**選んだ文章**.
自分のことを語ってみよう:あなたが見えてくるプロフィールの書き方④(『若手音楽家のためのキャリア相談室7』)
箕口一美
自分のキャッチフレーズ、あなたは作れますか?
1.基本編その1の補足:第1&2段落の書き方の実例
(本稿は2009年『ストリング』誌10月号に掲載された記事の改訂版となります。)
この2ヶ月あまりの間に、何人かの音楽家をめざす20代の若者と話をすることができました。音楽大学または大学院在学中か、卒業・修了して間もない方々が中心。まさに、これから自分のキャリアを築いていく入り口付近の人たちです。
そこで今回は、「5. 自分のことを語ってみましょう②」で掲載した「プロフィールイメージ図」の各段落のうち、掴みとなる最初の段落と自分の活動をアピールする第2段落について、さらに詳しく、お話を伺った方々の実例を引きながら、書き方の実際を説明してみます。これまでの連載だけでは、どうも実際に書くところまで行き着けなかった人には多少のヒントになるかしら。
2.最初の段落:あなたのキャッチフレーズ=音楽家としてのあなたの特徴は?
前にも書いたように、最初の段落の目的は: ▶ あなたが同じジャンルの(例えばピアノの)他の演奏家と何が違うのか、まず印象づける。
端的にいうと、「わたしのココが特徴」「わたしのココを見てほしい」という、積極的自己紹介をしてみましょう、ということなのです。自分を演奏家として使ってくれる雇い主や自分の音楽を聴いてくれる聴き手に向かって、「わたしという音楽家を言葉で表現すると、こうです。だから、一度聞いてみてください(弾く機会をください)。」という気持ちで、相手に伝わるように、自分を語ることが肝心。
実は今回出会って話を聞いたひとたちすべてに共通して言えたのが、「誰か他の人に向かって自分を説明する」ための自己把握の弱さでした。
自分のこと、自分が目指していることやどんな音楽をしたいかなどを語る言葉を持っていないわけではないのです。むしろ驚いたくらいで、プロで活躍している音楽家でもここまで語れないかも、と思わせてくれる人もいました。ところが、それを「わたしはこんな人です」という言い方、自己紹介の言葉にして、他の人にもわかってもらえるようにしようとすると、はたと立ち止まってしまう。

**提供資料**.
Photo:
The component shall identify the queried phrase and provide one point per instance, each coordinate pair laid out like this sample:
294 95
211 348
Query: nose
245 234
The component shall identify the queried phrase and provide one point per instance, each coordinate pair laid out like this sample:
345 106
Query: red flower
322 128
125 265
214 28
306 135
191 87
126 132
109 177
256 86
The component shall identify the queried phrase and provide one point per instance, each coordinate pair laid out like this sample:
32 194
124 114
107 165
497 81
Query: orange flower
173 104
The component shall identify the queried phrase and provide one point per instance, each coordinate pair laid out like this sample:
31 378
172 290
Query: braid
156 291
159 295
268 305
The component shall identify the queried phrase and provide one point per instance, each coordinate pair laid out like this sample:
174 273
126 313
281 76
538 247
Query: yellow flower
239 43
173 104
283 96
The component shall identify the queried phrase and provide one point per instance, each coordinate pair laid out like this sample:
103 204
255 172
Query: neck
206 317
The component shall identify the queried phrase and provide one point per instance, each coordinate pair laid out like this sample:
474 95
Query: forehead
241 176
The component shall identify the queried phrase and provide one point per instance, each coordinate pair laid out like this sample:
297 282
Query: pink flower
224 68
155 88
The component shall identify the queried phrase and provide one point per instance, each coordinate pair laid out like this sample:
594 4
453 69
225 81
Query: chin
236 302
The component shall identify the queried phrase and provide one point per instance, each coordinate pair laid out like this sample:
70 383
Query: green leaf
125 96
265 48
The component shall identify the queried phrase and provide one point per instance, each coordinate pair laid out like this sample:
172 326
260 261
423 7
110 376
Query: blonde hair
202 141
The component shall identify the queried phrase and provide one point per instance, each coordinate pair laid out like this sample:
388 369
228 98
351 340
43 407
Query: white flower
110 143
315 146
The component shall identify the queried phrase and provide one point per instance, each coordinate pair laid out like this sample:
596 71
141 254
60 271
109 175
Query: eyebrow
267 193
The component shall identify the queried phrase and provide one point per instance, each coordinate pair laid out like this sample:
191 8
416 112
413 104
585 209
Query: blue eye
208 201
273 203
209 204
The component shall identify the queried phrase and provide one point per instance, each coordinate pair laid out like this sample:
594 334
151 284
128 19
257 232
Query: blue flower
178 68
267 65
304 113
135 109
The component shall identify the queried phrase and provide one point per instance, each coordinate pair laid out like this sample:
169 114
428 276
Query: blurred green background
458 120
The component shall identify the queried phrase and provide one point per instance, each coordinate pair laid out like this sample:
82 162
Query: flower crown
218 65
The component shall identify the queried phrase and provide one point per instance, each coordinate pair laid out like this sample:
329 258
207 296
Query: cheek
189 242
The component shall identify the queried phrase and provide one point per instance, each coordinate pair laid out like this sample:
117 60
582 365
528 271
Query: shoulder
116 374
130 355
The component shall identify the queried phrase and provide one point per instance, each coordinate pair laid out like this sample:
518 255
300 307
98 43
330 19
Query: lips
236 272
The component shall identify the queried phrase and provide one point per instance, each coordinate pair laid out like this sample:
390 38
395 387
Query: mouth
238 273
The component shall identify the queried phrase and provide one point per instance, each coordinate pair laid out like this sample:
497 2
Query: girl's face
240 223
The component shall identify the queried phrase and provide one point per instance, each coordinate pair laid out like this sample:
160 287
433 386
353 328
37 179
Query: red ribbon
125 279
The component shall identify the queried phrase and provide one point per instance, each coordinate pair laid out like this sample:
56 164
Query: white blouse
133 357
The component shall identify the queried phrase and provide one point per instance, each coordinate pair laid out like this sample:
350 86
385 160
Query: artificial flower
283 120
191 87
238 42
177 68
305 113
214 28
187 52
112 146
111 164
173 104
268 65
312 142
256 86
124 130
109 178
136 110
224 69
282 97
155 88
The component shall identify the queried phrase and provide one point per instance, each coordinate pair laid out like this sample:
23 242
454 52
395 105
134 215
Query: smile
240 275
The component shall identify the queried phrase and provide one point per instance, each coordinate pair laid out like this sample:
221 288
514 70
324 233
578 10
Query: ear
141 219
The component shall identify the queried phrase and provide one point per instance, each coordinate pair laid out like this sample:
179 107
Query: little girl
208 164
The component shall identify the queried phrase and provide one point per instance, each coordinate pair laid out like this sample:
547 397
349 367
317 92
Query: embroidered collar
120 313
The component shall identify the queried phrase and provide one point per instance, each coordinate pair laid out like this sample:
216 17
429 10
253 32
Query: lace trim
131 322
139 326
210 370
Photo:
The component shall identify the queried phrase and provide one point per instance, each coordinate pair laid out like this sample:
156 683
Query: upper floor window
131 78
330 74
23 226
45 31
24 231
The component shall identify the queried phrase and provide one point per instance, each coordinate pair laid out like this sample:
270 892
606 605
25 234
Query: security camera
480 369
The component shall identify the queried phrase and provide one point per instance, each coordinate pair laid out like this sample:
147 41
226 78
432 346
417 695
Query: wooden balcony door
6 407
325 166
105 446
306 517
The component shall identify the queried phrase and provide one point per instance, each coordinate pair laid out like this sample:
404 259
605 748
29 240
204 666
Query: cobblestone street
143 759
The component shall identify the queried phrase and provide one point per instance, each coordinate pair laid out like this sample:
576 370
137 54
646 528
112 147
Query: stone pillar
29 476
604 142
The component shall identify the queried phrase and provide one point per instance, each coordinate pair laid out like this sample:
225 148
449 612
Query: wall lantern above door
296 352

**取り組む課題**. プロフィールの書き方についての文章から、「自分のことを語ってみよう:あ」から「うに、自分を語ることが肝心。」に至るまでを、一字一句違えずに書き写してください。 手がかりにするのは文章だけで、資料は使わないこと。

**この課題の解答**.
自分のことを語ってみよう:あなたが見えてくるプロフィールの書き方④(『若手音楽家のためのキャリア相談室7』)
箕口一美
自分のキャッチフレーズ、あなたは作れますか?
1.基本編その1の補足:第1&2段落の書き方の実例
(本稿は2009年『ストリング』誌10月号に掲載された記事の改訂版となります。)
この2ヶ月あまりの間に、何人かの音楽家をめざす20代の若者と話をすることができました。音楽大学または大学院在学中か、卒業・修了して間もない方々が中心。まさに、これから自分のキャリアを築いていく入り口付近の人たちです。
そこで今回は、「5. 自分のことを語ってみましょう②」で掲載した「プロフィールイメージ図」の各段落のうち、掴みとなる最初の段落と自分の活動をアピールする第2段落について、さらに詳しく、お話を伺った方々の実例を引きながら、書き方の実際を説明してみます。これまでの連載だけでは、どうも実際に書くところまで行き着けなかった人には多少のヒントになるかしら。
2.最初の段落:あなたのキャッチフレーズ=音楽家としてのあなたの特徴は?
前にも書いたように、最初の段落の目的は: ▶ あなたが同じジャンルの(例えばピアノの)他の演奏家と何が違うのか、まず印象づける。
端的にいうと、「わたしのココが特徴」「わたしのココを見てほしい」という、積極的自己紹介をしてみましょう、ということなのです。自分を演奏家として使ってくれる雇い主や自分の音楽を聴いてくれる聴き手に向かって、「わたしという音楽家を言葉で表現すると、こうです。だから、一度聞いてみてください(弾く機会をください)。」という気持ちで、相手に伝わるように、自分を語ることが肝心。